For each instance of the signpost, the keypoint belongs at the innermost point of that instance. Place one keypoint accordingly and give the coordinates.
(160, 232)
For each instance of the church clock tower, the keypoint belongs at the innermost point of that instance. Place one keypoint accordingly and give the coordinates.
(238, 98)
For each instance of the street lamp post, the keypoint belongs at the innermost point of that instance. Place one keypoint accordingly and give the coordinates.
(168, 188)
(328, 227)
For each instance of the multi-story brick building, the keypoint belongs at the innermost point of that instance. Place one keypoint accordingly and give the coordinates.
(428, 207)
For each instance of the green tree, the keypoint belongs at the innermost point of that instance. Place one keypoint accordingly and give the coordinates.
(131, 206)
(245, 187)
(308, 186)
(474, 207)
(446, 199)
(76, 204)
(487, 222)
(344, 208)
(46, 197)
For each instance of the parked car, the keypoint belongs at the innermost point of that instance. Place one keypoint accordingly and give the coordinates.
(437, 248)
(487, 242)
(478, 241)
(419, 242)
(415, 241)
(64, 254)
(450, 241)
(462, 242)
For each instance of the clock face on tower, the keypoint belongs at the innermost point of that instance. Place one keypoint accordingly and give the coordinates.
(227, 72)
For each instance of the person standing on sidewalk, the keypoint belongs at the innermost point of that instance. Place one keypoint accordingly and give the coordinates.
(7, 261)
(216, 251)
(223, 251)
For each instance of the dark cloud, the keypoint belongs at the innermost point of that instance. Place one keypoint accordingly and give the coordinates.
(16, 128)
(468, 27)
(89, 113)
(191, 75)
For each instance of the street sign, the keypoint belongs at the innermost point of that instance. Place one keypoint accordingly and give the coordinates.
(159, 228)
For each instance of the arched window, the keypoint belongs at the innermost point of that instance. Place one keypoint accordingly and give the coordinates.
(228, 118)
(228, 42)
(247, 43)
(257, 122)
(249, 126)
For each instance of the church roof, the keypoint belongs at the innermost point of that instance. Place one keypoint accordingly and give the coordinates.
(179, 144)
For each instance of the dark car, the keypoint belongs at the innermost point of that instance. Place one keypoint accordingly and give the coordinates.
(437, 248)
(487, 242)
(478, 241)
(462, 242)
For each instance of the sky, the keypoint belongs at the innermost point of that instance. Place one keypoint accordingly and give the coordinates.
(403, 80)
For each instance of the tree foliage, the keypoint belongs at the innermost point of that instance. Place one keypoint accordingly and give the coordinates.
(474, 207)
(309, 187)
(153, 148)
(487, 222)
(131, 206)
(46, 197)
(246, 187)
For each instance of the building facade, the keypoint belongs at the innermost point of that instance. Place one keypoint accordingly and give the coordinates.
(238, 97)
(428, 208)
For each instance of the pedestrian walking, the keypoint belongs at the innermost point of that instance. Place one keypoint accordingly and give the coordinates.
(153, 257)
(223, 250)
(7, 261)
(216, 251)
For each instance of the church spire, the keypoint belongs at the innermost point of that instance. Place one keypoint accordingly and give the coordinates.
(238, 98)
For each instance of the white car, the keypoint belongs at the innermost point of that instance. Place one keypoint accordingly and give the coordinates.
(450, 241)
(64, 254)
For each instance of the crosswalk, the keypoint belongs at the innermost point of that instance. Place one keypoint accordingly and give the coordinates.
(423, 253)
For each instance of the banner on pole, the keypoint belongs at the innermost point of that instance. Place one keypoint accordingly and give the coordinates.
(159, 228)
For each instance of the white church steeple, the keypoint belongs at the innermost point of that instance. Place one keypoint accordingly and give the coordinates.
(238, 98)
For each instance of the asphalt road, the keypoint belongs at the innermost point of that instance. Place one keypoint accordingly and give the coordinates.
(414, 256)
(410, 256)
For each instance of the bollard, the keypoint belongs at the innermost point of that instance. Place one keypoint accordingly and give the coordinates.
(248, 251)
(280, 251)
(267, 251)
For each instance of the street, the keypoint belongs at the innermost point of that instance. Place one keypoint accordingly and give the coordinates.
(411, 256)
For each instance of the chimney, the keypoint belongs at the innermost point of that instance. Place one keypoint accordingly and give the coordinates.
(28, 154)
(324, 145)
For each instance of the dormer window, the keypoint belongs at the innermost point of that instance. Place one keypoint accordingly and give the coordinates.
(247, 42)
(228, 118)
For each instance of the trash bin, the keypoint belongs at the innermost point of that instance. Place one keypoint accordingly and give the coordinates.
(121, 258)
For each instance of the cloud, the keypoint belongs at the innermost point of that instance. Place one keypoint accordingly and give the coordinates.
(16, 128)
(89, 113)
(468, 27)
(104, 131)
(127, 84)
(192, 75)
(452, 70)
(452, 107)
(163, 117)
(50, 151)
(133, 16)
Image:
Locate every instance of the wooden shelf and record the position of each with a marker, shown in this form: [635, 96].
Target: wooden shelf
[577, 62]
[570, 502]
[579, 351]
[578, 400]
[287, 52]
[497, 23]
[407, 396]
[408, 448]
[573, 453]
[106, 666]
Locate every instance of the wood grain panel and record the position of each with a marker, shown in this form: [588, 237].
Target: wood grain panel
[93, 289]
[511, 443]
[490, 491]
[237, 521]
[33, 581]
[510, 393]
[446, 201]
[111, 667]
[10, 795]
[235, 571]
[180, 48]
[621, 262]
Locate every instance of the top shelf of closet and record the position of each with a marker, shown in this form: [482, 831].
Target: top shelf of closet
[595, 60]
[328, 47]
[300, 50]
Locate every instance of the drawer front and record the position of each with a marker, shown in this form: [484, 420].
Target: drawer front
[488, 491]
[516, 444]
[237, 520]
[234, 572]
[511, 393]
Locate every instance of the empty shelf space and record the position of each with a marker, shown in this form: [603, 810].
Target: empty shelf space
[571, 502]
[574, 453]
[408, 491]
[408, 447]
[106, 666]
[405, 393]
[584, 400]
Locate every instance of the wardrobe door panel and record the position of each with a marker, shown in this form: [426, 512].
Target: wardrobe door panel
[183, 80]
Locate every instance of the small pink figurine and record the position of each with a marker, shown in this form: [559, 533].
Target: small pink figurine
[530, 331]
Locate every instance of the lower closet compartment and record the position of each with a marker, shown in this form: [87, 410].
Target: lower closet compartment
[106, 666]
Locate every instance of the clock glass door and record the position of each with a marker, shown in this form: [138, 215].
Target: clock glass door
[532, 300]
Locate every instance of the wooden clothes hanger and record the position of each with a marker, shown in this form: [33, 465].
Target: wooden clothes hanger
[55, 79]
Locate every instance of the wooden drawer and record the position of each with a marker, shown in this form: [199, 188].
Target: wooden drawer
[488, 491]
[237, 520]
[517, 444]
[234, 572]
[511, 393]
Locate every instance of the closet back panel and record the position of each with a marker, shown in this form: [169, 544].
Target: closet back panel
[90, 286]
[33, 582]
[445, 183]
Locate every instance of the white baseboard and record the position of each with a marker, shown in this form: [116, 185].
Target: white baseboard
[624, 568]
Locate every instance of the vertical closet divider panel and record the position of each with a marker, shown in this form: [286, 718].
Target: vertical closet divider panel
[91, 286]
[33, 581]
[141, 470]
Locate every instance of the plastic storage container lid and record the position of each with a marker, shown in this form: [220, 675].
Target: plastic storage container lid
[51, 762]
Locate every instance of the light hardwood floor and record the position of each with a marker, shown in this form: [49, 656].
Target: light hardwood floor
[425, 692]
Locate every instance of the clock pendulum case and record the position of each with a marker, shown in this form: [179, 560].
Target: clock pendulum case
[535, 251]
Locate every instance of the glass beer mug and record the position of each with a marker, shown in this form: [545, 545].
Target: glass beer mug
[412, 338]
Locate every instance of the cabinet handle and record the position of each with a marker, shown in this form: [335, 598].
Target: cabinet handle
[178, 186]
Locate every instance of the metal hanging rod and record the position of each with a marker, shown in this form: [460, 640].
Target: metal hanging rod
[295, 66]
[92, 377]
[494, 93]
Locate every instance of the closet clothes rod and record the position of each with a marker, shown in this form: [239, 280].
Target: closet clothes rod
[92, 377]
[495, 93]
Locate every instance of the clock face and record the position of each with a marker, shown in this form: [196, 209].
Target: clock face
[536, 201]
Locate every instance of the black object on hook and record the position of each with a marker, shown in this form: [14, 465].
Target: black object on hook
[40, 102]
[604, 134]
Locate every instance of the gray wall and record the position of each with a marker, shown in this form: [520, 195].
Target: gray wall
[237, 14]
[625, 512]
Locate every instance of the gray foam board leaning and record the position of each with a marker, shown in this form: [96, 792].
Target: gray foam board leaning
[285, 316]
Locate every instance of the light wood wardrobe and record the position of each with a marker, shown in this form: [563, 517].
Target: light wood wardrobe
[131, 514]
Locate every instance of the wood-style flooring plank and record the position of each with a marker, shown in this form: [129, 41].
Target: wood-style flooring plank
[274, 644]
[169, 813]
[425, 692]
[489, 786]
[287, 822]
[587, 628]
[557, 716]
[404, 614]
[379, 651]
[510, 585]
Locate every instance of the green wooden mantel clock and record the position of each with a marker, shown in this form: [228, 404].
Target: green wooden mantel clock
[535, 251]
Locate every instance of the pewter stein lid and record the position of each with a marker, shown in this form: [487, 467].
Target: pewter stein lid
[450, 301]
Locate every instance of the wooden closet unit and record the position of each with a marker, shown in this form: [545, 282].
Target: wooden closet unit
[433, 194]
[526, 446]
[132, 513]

○ ○ ○ ○

### Written task
Extract exactly the lines between the line containing "Locate every instance of the clock face" and the end of the data, including both.

### Task response
Locate every instance of the clock face and record the position of each with a marker, shown in this form: [196, 209].
Target: clock face
[536, 201]
Locate every instance of the black object on hook and record the position of each with a marker, shown in this form: [14, 465].
Target: black object on hook
[40, 102]
[604, 134]
Locate every instance of the gray wall and record the position of each with a marker, shown in this form: [520, 195].
Target: gray wall
[237, 14]
[625, 512]
Locate every instance of the gray foam board leaning and record the position of each with a marker, shown in this form: [96, 792].
Target: gray foam board leaning
[285, 316]
Locate every instance of the light wood wardrobe and record the position of each with a marker, shown in this form: [563, 517].
Target: light wood wardrobe
[131, 514]
Locate every instance of the wood-style flooring plank and record the position of each with a marker, shown in this form: [129, 41].
Target: wood-style flooring plank
[274, 644]
[169, 813]
[425, 692]
[489, 786]
[287, 822]
[587, 628]
[557, 716]
[404, 614]
[379, 651]
[510, 585]
Locate every instance of the green wooden mantel clock and record the position of each with a marker, shown in this form: [228, 404].
Target: green wooden mantel clock
[535, 251]
Locate every instance of the pewter stein lid and record the position of each with a marker, shown in this form: [487, 467].
Target: pewter stein lid
[450, 301]
Locate every instance of the wooden closet unit and record the position of each with a marker, shown in this form: [545, 282].
Target: wooden closet unit
[433, 194]
[526, 446]
[132, 513]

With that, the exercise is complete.